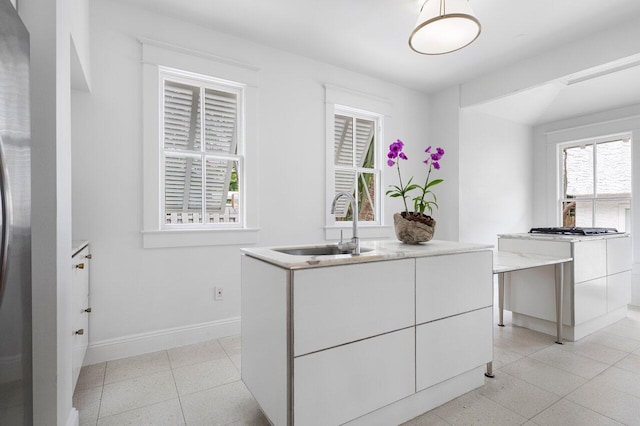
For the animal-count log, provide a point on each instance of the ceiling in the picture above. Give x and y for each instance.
(371, 36)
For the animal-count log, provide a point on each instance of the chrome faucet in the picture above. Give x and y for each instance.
(354, 243)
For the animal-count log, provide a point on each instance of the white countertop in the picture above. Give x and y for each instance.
(380, 251)
(562, 237)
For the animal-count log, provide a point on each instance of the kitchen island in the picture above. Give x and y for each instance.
(597, 283)
(377, 338)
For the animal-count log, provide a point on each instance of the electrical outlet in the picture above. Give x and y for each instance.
(218, 293)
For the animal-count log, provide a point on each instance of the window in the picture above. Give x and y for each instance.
(596, 184)
(199, 157)
(356, 165)
(200, 138)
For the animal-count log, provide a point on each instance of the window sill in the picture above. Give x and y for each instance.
(364, 232)
(199, 237)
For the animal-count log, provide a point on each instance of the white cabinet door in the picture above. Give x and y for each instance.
(334, 386)
(618, 255)
(79, 315)
(618, 290)
(265, 336)
(590, 300)
(337, 305)
(589, 260)
(451, 346)
(449, 285)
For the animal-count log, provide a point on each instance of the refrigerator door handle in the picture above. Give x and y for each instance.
(5, 217)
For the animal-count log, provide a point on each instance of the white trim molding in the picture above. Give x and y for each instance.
(142, 343)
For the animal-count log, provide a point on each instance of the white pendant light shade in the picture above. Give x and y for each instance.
(444, 26)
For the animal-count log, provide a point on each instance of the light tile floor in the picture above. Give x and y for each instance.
(595, 381)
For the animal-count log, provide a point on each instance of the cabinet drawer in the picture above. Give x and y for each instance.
(589, 260)
(79, 316)
(544, 248)
(337, 305)
(337, 385)
(449, 285)
(618, 290)
(451, 346)
(590, 300)
(618, 255)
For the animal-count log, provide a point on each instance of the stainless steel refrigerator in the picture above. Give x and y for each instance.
(15, 215)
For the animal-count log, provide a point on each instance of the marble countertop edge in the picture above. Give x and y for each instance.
(381, 250)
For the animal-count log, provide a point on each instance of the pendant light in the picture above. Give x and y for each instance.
(444, 26)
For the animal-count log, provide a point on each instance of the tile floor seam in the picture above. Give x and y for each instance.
(530, 384)
(134, 409)
(564, 369)
(593, 409)
(208, 389)
(184, 418)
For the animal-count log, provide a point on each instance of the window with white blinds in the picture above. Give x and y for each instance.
(201, 168)
(355, 165)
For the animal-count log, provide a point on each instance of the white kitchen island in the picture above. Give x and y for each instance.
(372, 339)
(597, 283)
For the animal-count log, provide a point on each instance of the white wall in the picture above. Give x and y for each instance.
(138, 294)
(49, 28)
(444, 131)
(546, 138)
(495, 177)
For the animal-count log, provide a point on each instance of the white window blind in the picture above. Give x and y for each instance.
(355, 170)
(200, 152)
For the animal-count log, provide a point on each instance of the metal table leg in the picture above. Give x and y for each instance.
(501, 299)
(559, 301)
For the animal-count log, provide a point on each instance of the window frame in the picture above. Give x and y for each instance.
(203, 82)
(356, 114)
(156, 54)
(561, 199)
(337, 96)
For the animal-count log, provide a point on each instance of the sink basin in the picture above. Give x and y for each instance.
(317, 251)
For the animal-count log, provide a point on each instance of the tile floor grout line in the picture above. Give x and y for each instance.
(184, 418)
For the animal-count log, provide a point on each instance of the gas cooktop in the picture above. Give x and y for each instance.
(573, 231)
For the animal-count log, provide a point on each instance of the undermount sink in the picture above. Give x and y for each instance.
(317, 251)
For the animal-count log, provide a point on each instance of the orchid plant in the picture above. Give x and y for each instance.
(426, 198)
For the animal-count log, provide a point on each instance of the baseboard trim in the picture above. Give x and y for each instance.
(138, 344)
(74, 418)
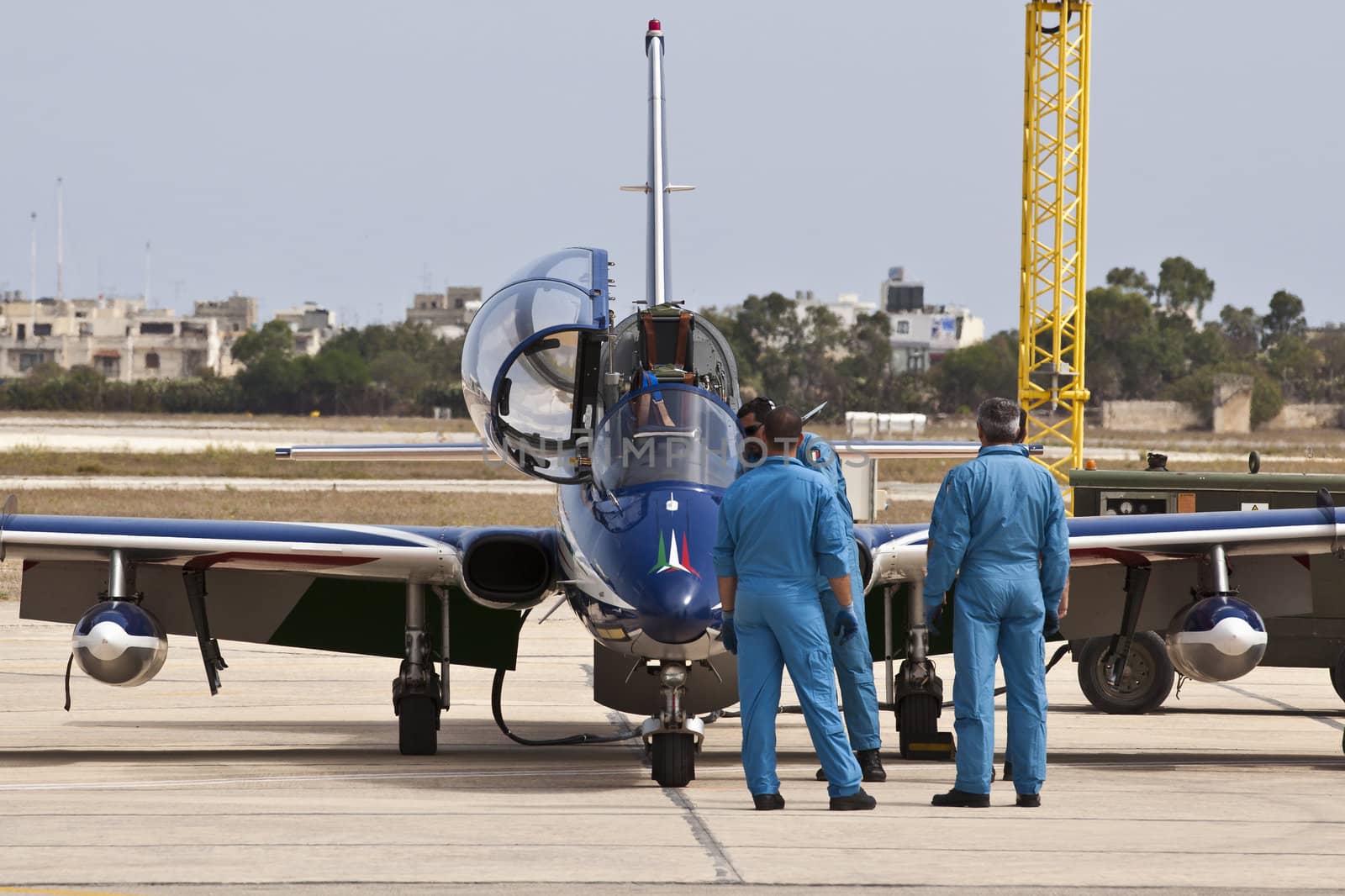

★ ★ ★ ★ ★

Set problem
Copy out all of the records above, substituting "room inventory" for each occurrence of "animal-count log" and keeping everything else the same. Leave the pictures out of your answer.

Exercise answer
For the room inventory, provide a point on each instance of the ceiling in the picture above. Give x and y for each instance.
(371, 36)
For the room inventory, provide a point on each instance of the chrome faucet in the picture above. Give x and y for each instance.
(354, 243)
For the room inventory, provide a point on each instance of the white countertop in the picture above. Give x and y for each instance.
(380, 251)
(562, 237)
For the room inventory, provide a point on each instance of the kitchen island in the picture above. Give x and y for each instance.
(597, 283)
(377, 338)
For the room inventory, provide a point on each instance of the electrical outlet in the picture above. Give x and y for each instance.
(218, 293)
For the room inventory, provide a point on each instance of the window in the picture above. Give x and y for each instance.
(596, 184)
(199, 157)
(356, 165)
(200, 138)
For the room inventory, provide a point on each instance of the window sill in the picture above. Give x and y for each instance.
(364, 232)
(199, 237)
For the room inventory, provide a point on each instance of the white cabinet door in the picture above. Give x and y for each instance.
(334, 386)
(618, 255)
(79, 315)
(618, 290)
(265, 336)
(590, 300)
(337, 305)
(589, 260)
(451, 346)
(449, 285)
For the room inventory, provide a point on each instance of the refrigerator door handle in the picture above. Give x and y for each instance.
(5, 217)
For the room inventory, provide a point on each instance of the white trim molding in the picture above. Give x and y for each instance.
(142, 343)
For the room inventory, provide a point on each instance of the white pendant light shade in the picture above. Give x and y for each instance.
(444, 26)
For the room inventory, provide a point on each instance of the light tile floor in the picture above. Give x and y for each instance.
(595, 381)
For the room inventory, provide a point on each instance of the cabinet drawer in the picture above. Give x and y for each instance.
(589, 260)
(79, 316)
(544, 248)
(337, 305)
(337, 385)
(449, 285)
(618, 290)
(451, 346)
(590, 300)
(618, 255)
For the room inventory, provide a point on each instance of the stainless steel refrigerator in the picture above. Give x and y for each instance.
(15, 215)
For the room inventory, provide a point on each instance of the marble countertop edge in the picture above. Give x and y for each instance.
(381, 250)
For the room inventory, provide a point on each instance of the pendant light in the picture above. Give x and y for each instance.
(444, 26)
For the room inventory, provide a point on each instance of the tile floor seam in the picture above. Give x and y for each instance.
(530, 384)
(134, 409)
(564, 369)
(593, 409)
(208, 389)
(184, 418)
For the room inventory, provide a point on each instance of the window with white blinds in the picture above. Give x and y for each instance.
(201, 168)
(355, 165)
For the room inventory, provide a point on each instance of the white kitchen island in the picture above. Give x and y for each instance.
(372, 339)
(597, 283)
For the room inventory, provide a point on each instance of the white wall in the picture above. Give x and y for each instance.
(138, 294)
(49, 28)
(444, 131)
(546, 138)
(495, 177)
For the room inventory, provide a point on each instance of the white window blind in the picture above. Give x and y for each instance.
(355, 170)
(200, 152)
For the room inventory, provide a point on each instance of the metal table leg in the picture above. Give x and y for each instance.
(501, 299)
(559, 301)
For the room inventory, provide a point on each instance of the window frame in the picture above. Give x and y for each instance.
(203, 82)
(356, 114)
(156, 54)
(561, 199)
(337, 96)
For the room inventory, provide a point on each instance of the sink basin in the picture above. Give x and y for each instance.
(317, 251)
For the room inventory, provide a point on each instance of the tile floor grout line in the picture above. Give x and y for each instance.
(184, 418)
For the room inventory, provide a point on each instance of the gas cooktop in the picture above. Give x and y for each instance.
(573, 231)
For the room inventory, provide a point on each instance of the undermount sink in the picture above. Give x and y for each instance.
(317, 251)
For the room inventory, provide a point on each instance of the orchid plant in the picture above. Give x and y for each instance.
(426, 198)
For the room inventory, provide a point on each instance of the baseboard trim in the picture above. Give x and y for each instance.
(138, 344)
(74, 418)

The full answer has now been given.